- **WHAT NEEDS TO BE DONE**: Only the pictures should be dropped; every line of the data must come back exactly as written.

- **THE DATA**:
=-=-=
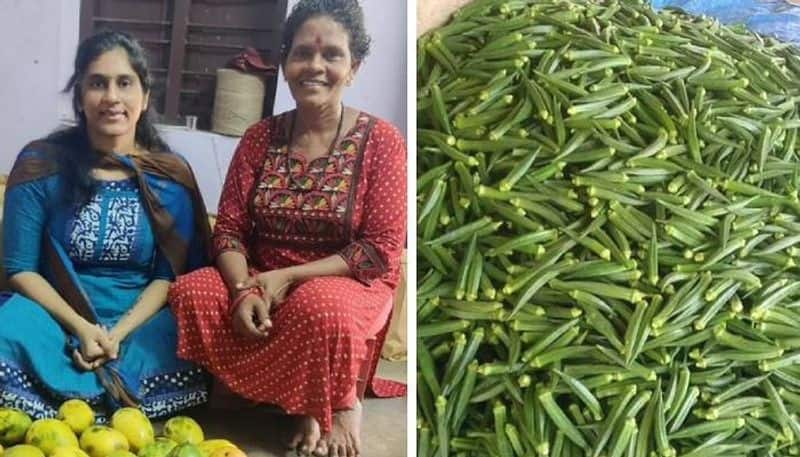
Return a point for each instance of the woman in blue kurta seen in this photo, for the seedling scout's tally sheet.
(98, 220)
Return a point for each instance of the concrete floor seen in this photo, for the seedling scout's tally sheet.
(264, 434)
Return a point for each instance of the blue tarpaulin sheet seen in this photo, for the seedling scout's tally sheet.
(776, 18)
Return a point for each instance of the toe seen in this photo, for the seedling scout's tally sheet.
(322, 448)
(295, 441)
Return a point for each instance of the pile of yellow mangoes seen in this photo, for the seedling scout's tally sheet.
(129, 434)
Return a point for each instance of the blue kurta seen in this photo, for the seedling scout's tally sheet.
(110, 243)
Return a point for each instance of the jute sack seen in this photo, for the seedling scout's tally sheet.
(238, 101)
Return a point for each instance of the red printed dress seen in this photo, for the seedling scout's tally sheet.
(280, 210)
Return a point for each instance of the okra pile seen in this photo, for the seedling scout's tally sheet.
(608, 234)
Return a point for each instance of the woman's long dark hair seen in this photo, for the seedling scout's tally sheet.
(78, 160)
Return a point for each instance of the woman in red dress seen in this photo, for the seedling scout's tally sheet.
(311, 226)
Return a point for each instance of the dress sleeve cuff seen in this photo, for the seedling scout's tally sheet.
(364, 261)
(225, 243)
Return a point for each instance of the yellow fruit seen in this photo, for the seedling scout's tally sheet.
(77, 414)
(159, 448)
(100, 441)
(13, 425)
(135, 426)
(228, 451)
(122, 454)
(68, 451)
(182, 429)
(185, 450)
(23, 450)
(209, 446)
(48, 434)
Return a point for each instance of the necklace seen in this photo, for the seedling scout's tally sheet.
(335, 137)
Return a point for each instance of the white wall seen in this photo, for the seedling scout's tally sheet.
(39, 39)
(380, 84)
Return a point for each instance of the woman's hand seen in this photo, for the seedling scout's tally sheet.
(251, 316)
(275, 284)
(96, 347)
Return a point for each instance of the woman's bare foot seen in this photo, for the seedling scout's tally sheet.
(345, 437)
(307, 436)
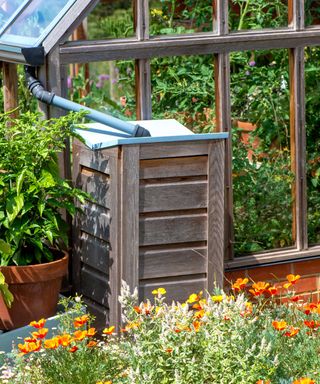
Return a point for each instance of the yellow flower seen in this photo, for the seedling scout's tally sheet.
(159, 292)
(217, 299)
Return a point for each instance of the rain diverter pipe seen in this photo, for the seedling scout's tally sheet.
(37, 89)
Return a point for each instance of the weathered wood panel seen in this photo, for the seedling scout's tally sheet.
(95, 220)
(173, 196)
(216, 242)
(95, 252)
(173, 229)
(130, 215)
(94, 285)
(156, 151)
(172, 262)
(173, 167)
(96, 184)
(97, 160)
(178, 289)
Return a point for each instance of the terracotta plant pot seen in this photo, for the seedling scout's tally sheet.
(35, 289)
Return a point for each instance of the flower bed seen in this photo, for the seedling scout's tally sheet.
(252, 335)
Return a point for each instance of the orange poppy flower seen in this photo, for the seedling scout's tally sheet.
(239, 284)
(30, 340)
(279, 325)
(41, 334)
(259, 288)
(312, 324)
(292, 279)
(51, 343)
(80, 321)
(79, 335)
(65, 340)
(29, 347)
(196, 325)
(292, 332)
(91, 332)
(304, 380)
(272, 291)
(109, 331)
(91, 344)
(38, 324)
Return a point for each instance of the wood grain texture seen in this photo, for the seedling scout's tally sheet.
(173, 196)
(95, 220)
(173, 229)
(155, 151)
(207, 43)
(10, 87)
(94, 252)
(97, 160)
(115, 240)
(94, 285)
(130, 215)
(173, 167)
(95, 183)
(216, 242)
(172, 262)
(177, 289)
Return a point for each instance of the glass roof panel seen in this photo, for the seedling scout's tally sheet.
(8, 9)
(31, 26)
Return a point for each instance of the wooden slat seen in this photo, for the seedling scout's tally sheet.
(115, 240)
(173, 196)
(173, 167)
(180, 45)
(178, 290)
(95, 220)
(10, 87)
(223, 118)
(155, 151)
(173, 229)
(94, 285)
(95, 183)
(298, 147)
(130, 215)
(94, 252)
(216, 229)
(172, 262)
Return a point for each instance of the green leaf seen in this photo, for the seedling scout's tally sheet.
(5, 247)
(20, 180)
(14, 206)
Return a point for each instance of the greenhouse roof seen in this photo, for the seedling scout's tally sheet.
(29, 29)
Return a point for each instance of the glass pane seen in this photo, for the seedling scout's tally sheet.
(180, 16)
(111, 20)
(8, 9)
(183, 89)
(262, 177)
(258, 14)
(312, 78)
(106, 86)
(34, 20)
(312, 12)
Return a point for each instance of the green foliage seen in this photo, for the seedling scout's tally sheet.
(32, 194)
(221, 339)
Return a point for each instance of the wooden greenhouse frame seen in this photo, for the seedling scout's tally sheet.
(220, 43)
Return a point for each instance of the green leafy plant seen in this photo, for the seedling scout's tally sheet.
(249, 336)
(32, 194)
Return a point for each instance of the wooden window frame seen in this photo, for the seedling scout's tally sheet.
(220, 43)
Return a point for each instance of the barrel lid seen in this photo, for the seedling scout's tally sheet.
(98, 136)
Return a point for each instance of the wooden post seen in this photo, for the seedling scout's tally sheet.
(10, 87)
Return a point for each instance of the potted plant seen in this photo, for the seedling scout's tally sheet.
(33, 233)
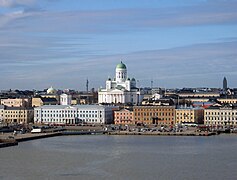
=-=-=
- **OUTPUT OF THE EXERCISE**:
Return a point for each instance of the woman in blue kurta seen in this photo, for the seedling scout's tally sheet.
(98, 220)
Return a point for each instance of the concrete floor seen in this photo, for the seedling scout's tally sheet.
(264, 434)
Return a point for each instance of the blue tarpaulin sheet seen in this photo, for the seedling scout's tally sheet.
(776, 18)
Return a point for each instance of the toe seen in this photo, for the seedling scout's tally sheet.
(322, 448)
(295, 441)
Return a point for each instance of the pile of yellow mangoes seen in this photo, for the seedling scout's tally sheet.
(129, 434)
Return a point for each instance of the blue kurta seen in this photo, for the seedling scout's tally sheet.
(110, 243)
Return a point for each instance of the jute sack seen in this photo, for the seedling scout's tally sheet.
(238, 101)
Return a point for each instance of the red printed dress seen in this photo, for the seedling scout's tally sheet.
(280, 210)
Return a point for each instance of the okra pile seen in this photo, for the seedling scout's tally sheet.
(608, 234)
Return a point for each instance of the woman's long dark hair seen in this photo, for the seedling scout's tally sheet.
(78, 160)
Return a point for each instance of the woman in red dress seen in this photo, for the seedling scout's tally sheet.
(311, 226)
Return a point for each instance of the dress sleeve cuff seen in this photo, for the seedling scout's tally sheet.
(364, 261)
(225, 243)
Return a point for each instance of the yellow fruit seen in this photo, for the seedling scout's tally sheet.
(77, 414)
(159, 448)
(100, 441)
(13, 425)
(135, 426)
(228, 451)
(122, 454)
(68, 451)
(182, 429)
(185, 450)
(23, 450)
(209, 446)
(48, 434)
Return a point for each instance of the necklace seen in this photo, for the seedling scout's tally sheet.
(335, 137)
Return a point for each instance of the white wall seen in this photo, for the seedling scout's tally sheet.
(39, 39)
(380, 84)
Return a point for each instance of the woman's hand seen in this photo, for the seedling scout's tally sheet.
(251, 316)
(275, 284)
(96, 347)
Return a point for each instance of the woman's bare foot seen in this photo, for the seedling scout's tally sheet.
(345, 437)
(307, 436)
Return a point for each instance of the yellow flower seen in this photo, for the seedling scout's tally sheet.
(159, 292)
(217, 299)
Return a point for each instance of the rain diverter pipe seen in this photo, for the seedling scout's tally sheet.
(37, 89)
Return a point for each instance of the weathered wood panel seen in this photo, for the seedling scout's tally sheet.
(95, 220)
(173, 196)
(216, 242)
(95, 252)
(173, 229)
(130, 215)
(94, 285)
(156, 151)
(172, 262)
(173, 167)
(96, 184)
(97, 160)
(178, 289)
Return a point for each instance of the terracotta plant pot seen in this photo, for the seedling scout's tally sheet.
(35, 289)
Return a point for each instance of the flower bed seen in this photo, for the seedling scout's tally sheet.
(252, 335)
Return a point for each instance of the orange poppy flower seen in this photo, for the seedling scout's tally sheet.
(239, 284)
(30, 340)
(279, 325)
(41, 334)
(259, 288)
(312, 324)
(292, 279)
(51, 343)
(80, 321)
(79, 335)
(65, 340)
(29, 347)
(196, 325)
(292, 332)
(91, 332)
(304, 380)
(272, 291)
(109, 331)
(91, 344)
(38, 324)
Return a point for each instance of the wood grain texture seen in this photo, for the seedling scout's tally sheet.
(173, 196)
(95, 220)
(173, 229)
(155, 151)
(207, 43)
(10, 87)
(94, 252)
(97, 160)
(115, 240)
(94, 285)
(130, 215)
(173, 167)
(95, 183)
(216, 242)
(172, 262)
(177, 289)
Return a point for each instance of the glass roof panel seen in this photo, for the seedling scout's tally sheet.
(8, 9)
(31, 26)
Return a point for each instance of the wooden slat seen in this photo, for the seedling scout's tally sheet.
(115, 240)
(173, 196)
(173, 167)
(180, 45)
(178, 290)
(95, 220)
(10, 87)
(223, 118)
(155, 151)
(173, 229)
(94, 285)
(95, 183)
(298, 147)
(130, 215)
(94, 252)
(216, 229)
(172, 262)
Return a point for each instance of the green leaf seen in this photo, for the seedling scout's tally sheet.
(5, 247)
(20, 180)
(14, 206)
Return a point for each instance of the greenhouse roof seen in this photo, for the seedling scout's tally sheet.
(29, 29)
Return a point for each instance of the glass pane seen in this photo, for the seedling scout's tally sheet.
(180, 16)
(111, 20)
(8, 9)
(183, 89)
(262, 177)
(258, 14)
(312, 78)
(106, 86)
(34, 20)
(312, 12)
Return a point for each instance of the green foliage seen in this photo, for the seedling scout's tally sheet.
(32, 194)
(221, 339)
Return a point for each instance of the wooden greenhouse frame seen in this photo, for the seedling scout's tally sheet.
(220, 43)
Return a point for each instance of the green leafy plant seen in this photo, for the seedling scout's tally sheet.
(249, 336)
(32, 194)
Return a point for each instance of the wooden window frame seen in this photo, for the seedling scout's tally sheet.
(220, 43)
Return a point for each instance of the barrel lid seen in this photo, for the seedling scout's tally sheet.
(98, 136)
Return a point for each instance of the wooden post seen in this photo, for the seedling scout's tally sheet.
(10, 87)
Return a point for each instance of the potted plant seen in this photo, for the seedling scout's tally sheet.
(33, 233)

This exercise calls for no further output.